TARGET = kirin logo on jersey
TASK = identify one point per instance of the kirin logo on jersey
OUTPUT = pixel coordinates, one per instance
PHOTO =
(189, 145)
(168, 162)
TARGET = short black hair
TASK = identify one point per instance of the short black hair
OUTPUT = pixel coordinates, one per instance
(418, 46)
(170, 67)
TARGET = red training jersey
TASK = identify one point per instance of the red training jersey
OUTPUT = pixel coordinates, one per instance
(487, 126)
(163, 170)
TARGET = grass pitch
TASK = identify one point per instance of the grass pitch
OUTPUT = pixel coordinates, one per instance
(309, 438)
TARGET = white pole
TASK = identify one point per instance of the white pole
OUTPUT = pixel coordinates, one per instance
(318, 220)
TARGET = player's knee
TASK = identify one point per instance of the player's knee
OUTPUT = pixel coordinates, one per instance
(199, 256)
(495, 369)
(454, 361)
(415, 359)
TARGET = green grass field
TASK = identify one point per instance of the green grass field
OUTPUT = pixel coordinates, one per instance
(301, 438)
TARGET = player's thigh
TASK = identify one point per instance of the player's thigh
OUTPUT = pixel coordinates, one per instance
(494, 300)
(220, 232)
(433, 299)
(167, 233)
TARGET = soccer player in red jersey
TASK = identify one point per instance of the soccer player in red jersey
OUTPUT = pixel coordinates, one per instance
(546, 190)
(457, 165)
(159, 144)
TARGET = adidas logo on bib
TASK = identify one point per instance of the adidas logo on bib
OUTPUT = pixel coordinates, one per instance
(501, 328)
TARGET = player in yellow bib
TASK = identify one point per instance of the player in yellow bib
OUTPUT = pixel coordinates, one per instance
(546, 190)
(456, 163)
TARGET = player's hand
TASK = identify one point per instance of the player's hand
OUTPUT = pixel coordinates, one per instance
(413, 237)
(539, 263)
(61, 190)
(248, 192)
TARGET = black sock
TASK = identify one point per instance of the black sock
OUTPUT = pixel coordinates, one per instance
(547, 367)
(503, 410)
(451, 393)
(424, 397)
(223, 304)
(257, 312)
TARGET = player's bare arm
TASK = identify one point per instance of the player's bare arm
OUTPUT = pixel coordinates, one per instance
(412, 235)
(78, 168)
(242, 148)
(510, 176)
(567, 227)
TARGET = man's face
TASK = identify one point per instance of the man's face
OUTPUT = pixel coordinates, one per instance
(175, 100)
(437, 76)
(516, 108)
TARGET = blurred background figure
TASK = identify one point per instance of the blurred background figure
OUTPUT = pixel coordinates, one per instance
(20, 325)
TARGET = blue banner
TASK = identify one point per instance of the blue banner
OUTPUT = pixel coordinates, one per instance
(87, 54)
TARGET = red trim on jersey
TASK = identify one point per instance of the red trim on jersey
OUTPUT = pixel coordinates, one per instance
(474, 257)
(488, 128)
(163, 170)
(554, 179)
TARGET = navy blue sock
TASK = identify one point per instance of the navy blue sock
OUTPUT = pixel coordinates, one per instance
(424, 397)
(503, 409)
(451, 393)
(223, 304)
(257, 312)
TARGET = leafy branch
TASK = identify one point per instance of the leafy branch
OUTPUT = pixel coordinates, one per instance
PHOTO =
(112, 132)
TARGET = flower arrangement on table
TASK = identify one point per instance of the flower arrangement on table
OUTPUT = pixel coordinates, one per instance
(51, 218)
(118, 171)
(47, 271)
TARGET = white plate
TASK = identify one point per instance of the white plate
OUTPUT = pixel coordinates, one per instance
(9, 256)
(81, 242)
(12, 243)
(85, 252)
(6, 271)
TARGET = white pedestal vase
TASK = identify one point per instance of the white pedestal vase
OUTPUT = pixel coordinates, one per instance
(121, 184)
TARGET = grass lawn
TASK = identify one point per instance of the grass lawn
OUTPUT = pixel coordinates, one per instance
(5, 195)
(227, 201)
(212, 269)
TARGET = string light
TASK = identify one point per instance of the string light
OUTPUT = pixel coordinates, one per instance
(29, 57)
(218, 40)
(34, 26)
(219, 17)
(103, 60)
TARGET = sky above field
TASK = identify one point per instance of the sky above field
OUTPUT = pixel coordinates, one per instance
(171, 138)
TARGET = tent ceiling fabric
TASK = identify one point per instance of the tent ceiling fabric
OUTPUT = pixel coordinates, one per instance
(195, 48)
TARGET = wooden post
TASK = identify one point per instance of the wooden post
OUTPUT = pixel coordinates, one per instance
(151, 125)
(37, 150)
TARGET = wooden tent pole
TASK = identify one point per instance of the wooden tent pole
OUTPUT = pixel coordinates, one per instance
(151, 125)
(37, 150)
****
Reproduce every one of the rows above verbatim, without altering a single character.

- _TASK ANSWER_:
TARGET = kirin logo on jersey
TASK = identify one point per instance of the kirin logo on jersey
OUTPUT = pixel coordinates, one per instance
PHOTO =
(189, 145)
(168, 162)
TARGET = short black hair
TASK = identify one point per instance of the short black hair
OUTPUT = pixel coordinates, one per instance
(418, 46)
(170, 67)
TARGET = red training jersey
TASK = identify one point per instance of the red training jersey
OUTPUT = pixel coordinates, one per instance
(487, 126)
(163, 170)
TARGET = grass pitch
TASK = identify one point per instance of the grass pitch
OUTPUT = pixel coordinates, one per instance
(309, 438)
TARGET = white pole
TASK = identify one point per instance of the white pole
OUTPUT = pixel coordinates, one per instance
(318, 220)
TARGET = player's knee
TASK = identify one point per instance of the player's knee
OUTPUT = pixel coordinates, one per instance
(199, 256)
(495, 369)
(454, 361)
(415, 359)
TARGET = green grass field
TASK = identify one point per instance of the green grass field
OUTPUT = pixel coordinates, one per instance
(301, 438)
TARGET = player's thigh
TASK = identify one point per instance of the player's thigh
OUTPUT = pixel coordinates, one per instance
(494, 300)
(220, 232)
(433, 299)
(167, 233)
TARGET = soccer player in red jersey
TASK = identify one point per instance of the soccer player in red jersey
OUTPUT = pixel coordinates, one per instance
(546, 190)
(457, 165)
(159, 144)
TARGET = adidas logo on bib
TASK = identify one point per instance of the adidas logo on bib
OUTPUT = pixel coordinates, one per instance
(501, 328)
TARGET = player in yellow bib
TASK = identify one point per instance of the player in yellow bib
OUTPUT = pixel coordinates, one per instance
(546, 190)
(456, 163)
TARGET = player's hand
TASK = identify one point per instance of the player's hand
OUTPUT = pixel coordinates, one per instance
(413, 237)
(539, 263)
(61, 190)
(248, 192)
TARGET = black sock
TASK = identify one point per instance of the black sock
OUTPUT = pixel coordinates, one per instance
(547, 367)
(503, 410)
(451, 393)
(424, 397)
(223, 304)
(257, 312)
TARGET = player's bare arm
TASK = identify one point per instance of the player's bare arm
OUTPUT = pixel coordinates, one per instance
(412, 235)
(78, 168)
(242, 148)
(510, 176)
(567, 227)
TARGET = man's face
TASK = identify one point per instance of the man's face
OUTPUT = pixel coordinates, one per instance
(175, 100)
(437, 76)
(516, 108)
TARGET = blurred background figure
TASK = identify one point per instance of the blurred background figure
OUTPUT = pixel coordinates, one per instance
(20, 325)
TARGET = blue banner
TASK = identify one point per instance of the blue banner
OUTPUT = pixel coordinates, one per instance
(87, 54)
TARGET = red trim on jersey
TASK = identify one point per instance of the red trim on jersey
OUTPUT = pixel coordinates, one per instance
(474, 257)
(488, 128)
(163, 170)
(554, 179)
TARGET = navy blue sock
TASK = identify one point per instance of the navy blue sock
OUTPUT = pixel coordinates, one per instance
(424, 397)
(503, 409)
(451, 393)
(223, 304)
(257, 312)
TARGET = leafy branch
TASK = identify one point per instance of the leafy branch
OUTPUT = pixel coordinates, one per instance
PHOTO =
(112, 132)
TARGET = flower arrangement on table
TASK = identify one point per instance of the flower arrangement on table
OUTPUT = pixel coordinates, one per instance
(51, 218)
(118, 171)
(47, 271)
TARGET = white plate
TASK = identify one point per instance of the white plate
OUTPUT = pixel coordinates, one per instance
(9, 256)
(81, 242)
(12, 243)
(85, 252)
(6, 271)
TARGET = white pedestal vase
TASK = identify one point per instance of the white pedestal vase
OUTPUT = pixel coordinates, one per instance
(121, 184)
TARGET = grass lawn
TASK = identify one point per instance of the grass lawn
OUTPUT = pixel coordinates, one per instance
(5, 195)
(227, 201)
(212, 269)
TARGET = string light
TASK = identify one point per instance of the string light
OUTPUT = pixel coordinates, one per instance
(29, 57)
(218, 40)
(34, 26)
(219, 17)
(103, 60)
TARGET = sky above field
TASK = identify one point per instance of the sky above field
OUTPUT = pixel coordinates, one per instance
(171, 138)
TARGET = tent ceiling fabric
TASK = identify one point per instance of the tent ceiling fabric
OUTPUT = pixel coordinates, one per instance
(195, 48)
TARGET = wooden post
TASK = identify one point per instance of the wooden post
OUTPUT = pixel coordinates, one per instance
(151, 125)
(37, 150)
TARGET = wooden tent pole
TASK = identify one point per instance of the wooden tent pole
OUTPUT = pixel coordinates, one per instance
(151, 125)
(37, 150)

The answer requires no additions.